DOCUMENT SEGMENT.
Statements

BY

Overview of the BY Statement

Orders the output according to the BY groups.
BY <DESCENDING> variable-1
<… <DESCENDING> variable-n>
<NOTSORTED>;

Required Arguments

variable
specifies the variable that the procedure uses to form BY groups. You can specify more than one variable. If you do not use the NOTSORTED option in the BY statement, then either the observations in the data set must be sorted by all the variables that you specify, or they must be indexed appropriately. Variables in a BY statement are called BY variables.

Optional Arguments

DESCENDING
specifies that the observations are sorted in descending order by the variable that immediately follows the word DESCENDING in the BY statement.
NOTSORTED
specifies that observations are not necessarily sorted in alphabetic or numeric order. The observations are grouped in another way (for example, chronological order).
The requirement for ordering or indexing observations according to the values of BY variables is suspended for BY-group processing when you use the NOTSORTED option. In fact, the procedure does not use an index if you specify NOTSORTED. The procedure defines a BY group as a set of contiguous observations that have the same values for all BY variables. If observations with the same values for the BY variables are not contiguous, then the procedure treats each contiguous set as a separate BY group.

INFORMATION PROVIDED.
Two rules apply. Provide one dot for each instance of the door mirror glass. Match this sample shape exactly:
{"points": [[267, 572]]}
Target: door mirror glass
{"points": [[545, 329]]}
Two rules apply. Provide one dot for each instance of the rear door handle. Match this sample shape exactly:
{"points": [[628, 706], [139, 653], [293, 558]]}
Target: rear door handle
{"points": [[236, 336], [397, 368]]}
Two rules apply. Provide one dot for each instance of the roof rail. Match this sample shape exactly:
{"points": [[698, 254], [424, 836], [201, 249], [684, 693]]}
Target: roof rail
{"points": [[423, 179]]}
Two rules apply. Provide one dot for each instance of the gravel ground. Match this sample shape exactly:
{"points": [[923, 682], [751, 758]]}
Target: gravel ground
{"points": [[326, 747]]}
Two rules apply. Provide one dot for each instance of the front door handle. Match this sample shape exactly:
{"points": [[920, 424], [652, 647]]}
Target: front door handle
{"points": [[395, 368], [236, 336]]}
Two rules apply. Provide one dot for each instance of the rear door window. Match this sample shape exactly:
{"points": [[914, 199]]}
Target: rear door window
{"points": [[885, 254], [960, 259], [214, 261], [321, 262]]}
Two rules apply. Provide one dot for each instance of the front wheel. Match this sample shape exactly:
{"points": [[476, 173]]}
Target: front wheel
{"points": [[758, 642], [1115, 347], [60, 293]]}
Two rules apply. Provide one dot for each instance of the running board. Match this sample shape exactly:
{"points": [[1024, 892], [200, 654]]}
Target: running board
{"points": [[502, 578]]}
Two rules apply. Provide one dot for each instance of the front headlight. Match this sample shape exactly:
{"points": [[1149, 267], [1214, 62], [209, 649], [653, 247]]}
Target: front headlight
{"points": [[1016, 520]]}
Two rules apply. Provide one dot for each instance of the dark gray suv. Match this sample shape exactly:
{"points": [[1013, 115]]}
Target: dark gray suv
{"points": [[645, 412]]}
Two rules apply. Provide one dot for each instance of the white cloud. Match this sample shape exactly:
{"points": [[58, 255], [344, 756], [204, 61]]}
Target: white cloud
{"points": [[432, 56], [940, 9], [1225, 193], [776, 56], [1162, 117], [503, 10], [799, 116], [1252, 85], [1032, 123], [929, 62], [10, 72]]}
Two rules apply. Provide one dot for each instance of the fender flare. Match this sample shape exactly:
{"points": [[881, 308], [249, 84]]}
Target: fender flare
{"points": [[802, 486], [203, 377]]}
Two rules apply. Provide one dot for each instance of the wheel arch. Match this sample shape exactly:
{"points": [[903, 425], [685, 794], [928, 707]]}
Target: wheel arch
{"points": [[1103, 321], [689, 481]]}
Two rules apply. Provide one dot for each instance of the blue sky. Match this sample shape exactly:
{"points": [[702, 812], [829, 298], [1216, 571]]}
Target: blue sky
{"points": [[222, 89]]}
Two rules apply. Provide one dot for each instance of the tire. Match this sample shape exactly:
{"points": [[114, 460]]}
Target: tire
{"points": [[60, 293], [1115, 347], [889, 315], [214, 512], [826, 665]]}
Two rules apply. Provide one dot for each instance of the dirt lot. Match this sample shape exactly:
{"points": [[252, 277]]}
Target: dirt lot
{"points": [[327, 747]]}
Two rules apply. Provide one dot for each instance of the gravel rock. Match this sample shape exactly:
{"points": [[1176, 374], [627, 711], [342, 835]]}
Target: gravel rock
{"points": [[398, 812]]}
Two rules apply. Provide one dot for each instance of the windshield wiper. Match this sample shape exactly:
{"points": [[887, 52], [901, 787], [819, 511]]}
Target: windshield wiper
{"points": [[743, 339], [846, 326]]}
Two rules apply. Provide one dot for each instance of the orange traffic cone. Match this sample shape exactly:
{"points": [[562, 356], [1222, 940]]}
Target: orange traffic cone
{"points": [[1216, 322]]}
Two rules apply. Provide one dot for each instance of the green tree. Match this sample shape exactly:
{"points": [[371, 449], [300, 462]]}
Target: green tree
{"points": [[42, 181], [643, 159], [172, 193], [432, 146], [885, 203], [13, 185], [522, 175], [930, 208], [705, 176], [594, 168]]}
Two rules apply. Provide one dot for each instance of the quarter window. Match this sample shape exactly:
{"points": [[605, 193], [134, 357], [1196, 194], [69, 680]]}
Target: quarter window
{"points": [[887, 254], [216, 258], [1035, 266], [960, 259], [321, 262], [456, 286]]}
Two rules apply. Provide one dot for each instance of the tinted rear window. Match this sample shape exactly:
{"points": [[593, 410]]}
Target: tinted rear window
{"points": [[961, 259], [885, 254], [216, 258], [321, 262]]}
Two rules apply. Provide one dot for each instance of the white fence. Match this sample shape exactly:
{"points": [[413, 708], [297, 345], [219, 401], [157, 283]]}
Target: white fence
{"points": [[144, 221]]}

REQUEST. Name every argument that the BY statement reference describes, both required and optional.

TASK SOLUTION. variable, DESCENDING, NOTSORTED